:: VORLIEGENDE EINTRÄGE

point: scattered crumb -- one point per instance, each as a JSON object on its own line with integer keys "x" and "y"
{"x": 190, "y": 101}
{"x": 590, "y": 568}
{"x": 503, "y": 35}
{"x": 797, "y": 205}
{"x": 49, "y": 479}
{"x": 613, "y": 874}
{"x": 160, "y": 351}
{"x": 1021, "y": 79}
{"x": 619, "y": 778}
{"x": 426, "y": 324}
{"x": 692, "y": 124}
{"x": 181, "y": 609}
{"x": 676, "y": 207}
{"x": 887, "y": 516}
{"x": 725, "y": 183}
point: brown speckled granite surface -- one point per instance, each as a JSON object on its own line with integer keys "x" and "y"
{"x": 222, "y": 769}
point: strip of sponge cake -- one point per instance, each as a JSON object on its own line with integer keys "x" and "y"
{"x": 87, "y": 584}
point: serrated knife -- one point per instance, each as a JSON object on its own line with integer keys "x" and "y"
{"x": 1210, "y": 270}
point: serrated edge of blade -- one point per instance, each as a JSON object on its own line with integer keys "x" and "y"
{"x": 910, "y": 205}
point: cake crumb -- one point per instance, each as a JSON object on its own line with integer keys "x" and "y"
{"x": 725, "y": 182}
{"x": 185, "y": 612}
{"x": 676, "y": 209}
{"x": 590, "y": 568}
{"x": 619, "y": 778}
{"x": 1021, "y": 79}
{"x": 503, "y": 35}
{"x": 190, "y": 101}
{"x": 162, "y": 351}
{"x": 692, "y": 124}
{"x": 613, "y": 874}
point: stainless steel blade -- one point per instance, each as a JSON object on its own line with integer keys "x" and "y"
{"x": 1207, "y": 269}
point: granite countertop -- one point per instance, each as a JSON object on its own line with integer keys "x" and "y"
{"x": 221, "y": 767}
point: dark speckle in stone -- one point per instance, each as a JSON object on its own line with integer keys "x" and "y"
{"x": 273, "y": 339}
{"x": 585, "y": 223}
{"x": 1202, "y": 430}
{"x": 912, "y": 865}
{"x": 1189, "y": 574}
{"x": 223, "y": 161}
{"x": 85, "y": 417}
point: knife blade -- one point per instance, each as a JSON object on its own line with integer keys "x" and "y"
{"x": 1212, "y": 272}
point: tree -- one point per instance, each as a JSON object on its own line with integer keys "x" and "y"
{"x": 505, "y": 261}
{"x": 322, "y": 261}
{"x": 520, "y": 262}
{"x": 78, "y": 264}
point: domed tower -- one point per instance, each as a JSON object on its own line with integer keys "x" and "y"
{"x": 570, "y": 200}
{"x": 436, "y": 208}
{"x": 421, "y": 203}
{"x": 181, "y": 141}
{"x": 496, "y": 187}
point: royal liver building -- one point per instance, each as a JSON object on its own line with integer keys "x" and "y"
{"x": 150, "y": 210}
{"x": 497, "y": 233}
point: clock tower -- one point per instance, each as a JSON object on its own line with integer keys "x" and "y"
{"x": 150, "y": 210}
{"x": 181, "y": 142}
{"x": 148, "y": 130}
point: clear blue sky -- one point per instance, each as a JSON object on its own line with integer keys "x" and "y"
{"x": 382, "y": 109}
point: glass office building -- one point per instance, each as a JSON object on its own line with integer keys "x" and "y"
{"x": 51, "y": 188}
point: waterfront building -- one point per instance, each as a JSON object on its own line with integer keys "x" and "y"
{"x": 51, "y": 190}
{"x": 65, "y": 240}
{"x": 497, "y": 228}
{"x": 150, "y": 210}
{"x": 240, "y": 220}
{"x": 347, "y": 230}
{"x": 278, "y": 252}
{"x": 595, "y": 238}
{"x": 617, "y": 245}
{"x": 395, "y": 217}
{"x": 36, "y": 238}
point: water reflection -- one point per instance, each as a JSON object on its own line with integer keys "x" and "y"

::::

ARBEITSAUFTRAG.
Schreibe alle Einträge oben vollständig und Zeichen für Zeichen unverändert ab.

SCHRIFTLICHE ANTWORT.
point: scattered crumb -- one point per instance, each as a JSON object on its own line with integer keys "x" and "y"
{"x": 190, "y": 101}
{"x": 590, "y": 568}
{"x": 503, "y": 35}
{"x": 797, "y": 205}
{"x": 49, "y": 479}
{"x": 613, "y": 874}
{"x": 160, "y": 351}
{"x": 1021, "y": 79}
{"x": 619, "y": 778}
{"x": 426, "y": 324}
{"x": 692, "y": 124}
{"x": 181, "y": 609}
{"x": 676, "y": 207}
{"x": 887, "y": 516}
{"x": 725, "y": 183}
point: brown speckled granite surface -- one point per instance, each as a JSON object on its own line with integer keys "x" and "y"
{"x": 222, "y": 769}
point: strip of sponge cake -- one point per instance, each as a JSON object on its own line with integer keys "x" and "y"
{"x": 87, "y": 584}
point: serrated knife -- one point per instance, each as a JSON object on its own line with integer keys "x" and "y"
{"x": 1210, "y": 270}
point: serrated edge of blade -- one point per instance, each as a JSON object on its own line with integer keys "x" and "y"
{"x": 910, "y": 205}
point: cake crumb -- one point per instance, each as a JSON object on its own line with integer keys "x" and "y"
{"x": 725, "y": 182}
{"x": 185, "y": 612}
{"x": 676, "y": 209}
{"x": 590, "y": 568}
{"x": 619, "y": 778}
{"x": 1021, "y": 79}
{"x": 503, "y": 35}
{"x": 190, "y": 101}
{"x": 162, "y": 351}
{"x": 692, "y": 124}
{"x": 613, "y": 874}
point: stainless steel blade -- one point per instance, each as a JSON object on its own line with integer keys "x" and "y"
{"x": 1207, "y": 269}
point: granite countertop -- one point per instance, each as a JSON object on its own line with integer keys "x" and "y"
{"x": 221, "y": 767}
point: dark speckle in stone -- one point per instance, each as a JSON object on its own line with integer keys "x" and "y"
{"x": 273, "y": 339}
{"x": 585, "y": 223}
{"x": 1202, "y": 430}
{"x": 912, "y": 865}
{"x": 1189, "y": 574}
{"x": 223, "y": 161}
{"x": 85, "y": 417}
point: knife blade -- one point per instance, each as a JSON object on its own line with integer keys "x" and "y"
{"x": 1212, "y": 272}
point: tree -- one point per instance, each as a JSON object on its own line with integer keys "x" and "y"
{"x": 505, "y": 261}
{"x": 322, "y": 261}
{"x": 520, "y": 262}
{"x": 78, "y": 264}
point: domed tower -- one point per instance, each as a JSON object on its own line with integer keys "x" and "y"
{"x": 570, "y": 200}
{"x": 436, "y": 208}
{"x": 421, "y": 203}
{"x": 181, "y": 141}
{"x": 496, "y": 187}
point: royal liver building -- one point per instance, each as a JSON object on its own line with integer keys "x" and "y"
{"x": 150, "y": 210}
{"x": 497, "y": 233}
point: clock tower -- one point per instance, each as a JSON object on its own line with integer keys "x" and "y"
{"x": 150, "y": 210}
{"x": 181, "y": 142}
{"x": 148, "y": 130}
point: clear blue sky -- one point per instance, each as a JSON object on its own line with integer keys "x" and "y"
{"x": 382, "y": 109}
point: glass office building -- one point per instance, each as a JSON object on its own line with integer keys "x" and "y"
{"x": 51, "y": 188}
point: waterfront building -- one point per instance, each as a JSON object on its own line with integer keys "x" and "y"
{"x": 51, "y": 190}
{"x": 65, "y": 240}
{"x": 497, "y": 228}
{"x": 150, "y": 210}
{"x": 240, "y": 220}
{"x": 347, "y": 230}
{"x": 278, "y": 252}
{"x": 595, "y": 238}
{"x": 617, "y": 245}
{"x": 395, "y": 217}
{"x": 36, "y": 238}
point: water reflection -- one point per instance, each as a JSON object on its own line with integer keys "x" and "y"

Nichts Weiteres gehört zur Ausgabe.